Records provided
::::::::

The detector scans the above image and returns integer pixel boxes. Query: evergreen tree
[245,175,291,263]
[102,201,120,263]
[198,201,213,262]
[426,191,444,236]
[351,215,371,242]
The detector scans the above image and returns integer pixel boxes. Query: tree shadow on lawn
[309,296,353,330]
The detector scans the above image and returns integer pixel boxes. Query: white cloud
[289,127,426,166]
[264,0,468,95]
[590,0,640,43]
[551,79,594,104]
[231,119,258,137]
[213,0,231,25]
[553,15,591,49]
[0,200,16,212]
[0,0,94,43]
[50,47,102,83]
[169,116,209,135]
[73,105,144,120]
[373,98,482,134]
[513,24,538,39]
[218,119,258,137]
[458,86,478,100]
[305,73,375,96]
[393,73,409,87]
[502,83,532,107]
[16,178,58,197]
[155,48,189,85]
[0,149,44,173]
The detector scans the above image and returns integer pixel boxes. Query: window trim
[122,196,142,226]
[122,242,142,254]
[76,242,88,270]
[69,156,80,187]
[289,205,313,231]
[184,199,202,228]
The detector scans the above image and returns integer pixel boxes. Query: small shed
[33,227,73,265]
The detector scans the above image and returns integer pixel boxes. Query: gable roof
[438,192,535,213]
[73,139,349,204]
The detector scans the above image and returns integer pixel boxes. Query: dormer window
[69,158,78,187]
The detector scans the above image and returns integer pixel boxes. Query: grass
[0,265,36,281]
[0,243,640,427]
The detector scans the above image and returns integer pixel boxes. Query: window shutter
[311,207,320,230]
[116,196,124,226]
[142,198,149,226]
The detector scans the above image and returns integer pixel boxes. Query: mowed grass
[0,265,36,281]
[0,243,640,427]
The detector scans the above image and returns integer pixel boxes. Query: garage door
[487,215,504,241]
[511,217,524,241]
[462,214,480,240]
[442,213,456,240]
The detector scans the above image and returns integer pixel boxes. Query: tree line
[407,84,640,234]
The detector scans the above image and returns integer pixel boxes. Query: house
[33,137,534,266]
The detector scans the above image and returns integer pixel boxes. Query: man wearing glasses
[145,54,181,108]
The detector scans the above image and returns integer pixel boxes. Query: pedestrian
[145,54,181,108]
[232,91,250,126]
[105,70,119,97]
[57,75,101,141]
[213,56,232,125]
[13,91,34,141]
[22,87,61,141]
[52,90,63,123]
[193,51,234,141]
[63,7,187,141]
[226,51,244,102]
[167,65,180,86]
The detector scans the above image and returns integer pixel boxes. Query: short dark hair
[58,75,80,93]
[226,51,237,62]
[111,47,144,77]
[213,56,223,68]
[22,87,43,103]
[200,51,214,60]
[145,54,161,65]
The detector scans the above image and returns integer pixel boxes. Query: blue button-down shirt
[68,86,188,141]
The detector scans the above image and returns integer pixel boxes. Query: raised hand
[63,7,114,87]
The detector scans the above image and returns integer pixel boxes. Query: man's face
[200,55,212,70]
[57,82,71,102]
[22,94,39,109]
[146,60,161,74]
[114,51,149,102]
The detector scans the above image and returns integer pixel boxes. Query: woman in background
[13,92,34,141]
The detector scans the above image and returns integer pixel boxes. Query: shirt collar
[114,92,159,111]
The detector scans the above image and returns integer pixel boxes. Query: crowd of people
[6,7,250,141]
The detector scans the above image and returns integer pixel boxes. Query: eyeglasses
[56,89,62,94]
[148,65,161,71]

::::::::

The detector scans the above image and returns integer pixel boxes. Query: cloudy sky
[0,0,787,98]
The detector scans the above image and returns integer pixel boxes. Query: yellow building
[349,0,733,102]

::::::::

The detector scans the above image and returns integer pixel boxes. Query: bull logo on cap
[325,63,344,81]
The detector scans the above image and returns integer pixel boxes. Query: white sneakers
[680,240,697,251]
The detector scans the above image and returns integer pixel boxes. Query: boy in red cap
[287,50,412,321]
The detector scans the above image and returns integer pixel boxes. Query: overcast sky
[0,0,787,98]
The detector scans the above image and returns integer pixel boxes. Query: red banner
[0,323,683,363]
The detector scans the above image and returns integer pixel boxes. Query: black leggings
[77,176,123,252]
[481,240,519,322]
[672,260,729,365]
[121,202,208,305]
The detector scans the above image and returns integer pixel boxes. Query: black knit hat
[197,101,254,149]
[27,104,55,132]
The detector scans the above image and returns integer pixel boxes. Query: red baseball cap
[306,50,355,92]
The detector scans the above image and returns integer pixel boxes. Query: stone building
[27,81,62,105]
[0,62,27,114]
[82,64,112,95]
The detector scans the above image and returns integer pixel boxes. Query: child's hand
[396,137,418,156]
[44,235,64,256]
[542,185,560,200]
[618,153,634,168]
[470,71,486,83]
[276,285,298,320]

::::::::

Challenge
Retype the lines above word for word. Begin at the line that has "boy in red cap" and stop after the line that has "[82,64,112,95]".

Response to the task
The detector scans the above image and returns integer pixel boxes. Query: boy in red cap
[287,50,412,321]
The detector scans the above image and returns integer pixel boxes. Query: overcast sky
[0,0,787,98]
The detector scans the above image and returns integer pixel boxes. Query: red banner
[0,323,683,363]
The detector scans the above image and returns integer pixel boxes. Query: black leggings
[77,176,123,252]
[481,240,519,322]
[672,260,729,365]
[121,202,208,305]
The detector scans the above image and returns integer pixel boxes. Query: black knit hat
[197,101,254,149]
[27,104,55,132]
The detector scans the above image and returns integer pixel boxes. Query: red baseball cap
[306,50,355,92]
The detector scans the above image and returns integer pixel boxes. Query: stone building
[27,81,62,105]
[0,62,27,114]
[82,64,112,95]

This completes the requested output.